## [What to work on]
Go through the records below and write each one out again unchanged.

## [Extracted entries]
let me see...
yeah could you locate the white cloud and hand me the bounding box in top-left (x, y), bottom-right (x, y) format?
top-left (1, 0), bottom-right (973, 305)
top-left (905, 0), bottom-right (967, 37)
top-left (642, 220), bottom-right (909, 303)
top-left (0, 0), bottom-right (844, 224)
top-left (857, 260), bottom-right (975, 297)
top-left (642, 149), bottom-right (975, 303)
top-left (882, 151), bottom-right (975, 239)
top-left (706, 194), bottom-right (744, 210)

## [Solution for this problem]
let me see...
yeah could you locate the white cloud and hand me the bounding box in top-left (x, y), bottom-right (x, y) format?
top-left (1, 0), bottom-right (973, 305)
top-left (905, 0), bottom-right (967, 37)
top-left (642, 220), bottom-right (909, 303)
top-left (0, 0), bottom-right (844, 224)
top-left (857, 260), bottom-right (975, 297)
top-left (642, 149), bottom-right (975, 303)
top-left (882, 151), bottom-right (975, 239)
top-left (706, 194), bottom-right (744, 210)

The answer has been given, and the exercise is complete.